Start of EXCERPTED TEXT
The SL100 with late Firmware revisions can respond to UV instructions that address the CPU device. Some of the responses are dependent on the hardware configuration.

Board Type

The board will respond to the following board-type poll:

  SPxPoll2      3,!CPU

by placing its board type identification number on U0 and U1. The response is a function of the type (model) of board and the number of connected XPice expansion boards (e.g. XBIO16, XIRO16, HIO16). The numbers can be fetched from U0 and U1 by the PushU instruction.

The following table defines the responses for the SL100 with varying amounts of expansion:

Configuration	U0	U1
SL100	0	16
SL100+16XPice	0	17
SL100+32XPice	0	18
SL100+48XPice	0	19
SL100+64XPice	0	20

Note that you can discover in this way how much expansion has been added but not the type of board.

Interpreting the number of XPice points can be a little tricky. For boards with segregated inputs and outputs, like XIRO16 and HIO16, each 8I/8O board corresponds to 16 XPice points. For the XBIO16, each bidirectional point corresponds to one input and one output (and appears as such on the SPLat/PC screen). That means one XBIO16 board gets counted as 32 XPice points although it only adds 16 I/O points to your configuration.

PWM base frequency (Dialect 20 or later)
End of EXCERPTED TEXT
Start of DATASET CONTENT
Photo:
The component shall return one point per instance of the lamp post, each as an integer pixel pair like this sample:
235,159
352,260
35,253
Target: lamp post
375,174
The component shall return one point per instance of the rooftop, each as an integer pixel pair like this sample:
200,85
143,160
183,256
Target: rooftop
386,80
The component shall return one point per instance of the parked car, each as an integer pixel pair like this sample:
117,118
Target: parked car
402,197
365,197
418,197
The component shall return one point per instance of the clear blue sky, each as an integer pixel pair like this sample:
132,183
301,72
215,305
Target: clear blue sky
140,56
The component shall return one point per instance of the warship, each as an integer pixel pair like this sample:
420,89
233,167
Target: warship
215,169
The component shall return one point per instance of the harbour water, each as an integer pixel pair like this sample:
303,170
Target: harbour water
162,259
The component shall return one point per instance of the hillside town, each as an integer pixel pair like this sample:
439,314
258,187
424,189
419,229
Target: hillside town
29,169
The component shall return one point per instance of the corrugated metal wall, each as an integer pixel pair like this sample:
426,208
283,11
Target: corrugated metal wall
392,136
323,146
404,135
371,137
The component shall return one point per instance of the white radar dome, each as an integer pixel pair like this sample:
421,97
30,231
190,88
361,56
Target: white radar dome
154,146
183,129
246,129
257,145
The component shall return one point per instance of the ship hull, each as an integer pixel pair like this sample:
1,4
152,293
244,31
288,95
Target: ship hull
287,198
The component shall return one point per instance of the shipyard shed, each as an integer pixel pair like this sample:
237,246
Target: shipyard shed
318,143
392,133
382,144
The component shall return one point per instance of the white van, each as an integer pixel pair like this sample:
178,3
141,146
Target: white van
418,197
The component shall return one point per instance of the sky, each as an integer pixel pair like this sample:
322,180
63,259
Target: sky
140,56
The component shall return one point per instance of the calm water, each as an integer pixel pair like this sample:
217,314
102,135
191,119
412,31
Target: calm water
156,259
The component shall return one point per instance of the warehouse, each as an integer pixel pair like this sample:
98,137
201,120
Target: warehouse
End of DATASET CONTENT
[PROBLEM DESCRIPTION]
Can you repeat the SL100 text, starting with "The following table" and going on through "to your configuration.", replacing "XBIO16" with "XBIO16 module" everywhere it occurs?

[CORRECT OUTPUT]
The following table defines the responses for the SL100 with varying amounts of expansion:

Configuration	U0	U1
SL100	0	16
SL100+16XPice	0	17
SL100+32XPice	0	18
SL100+48XPice	0	19
SL100+64XPice	0	20

Note that you can discover in this way how much expansion has been added but not the type of board.

Interpreting the number of XPice points can be a little tricky. For boards with segregated inputs and outputs, like XIRO16 and HIO16, each 8I/8O board corresponds to 16 XPice points. For the XBIO16 module, each bidirectional point corresponds to one input and one output (and appears as such on the SPLat/PC screen). That means one XBIO16 module board gets counted as 32 XPice points although it only adds 16 I/O points to your configuration.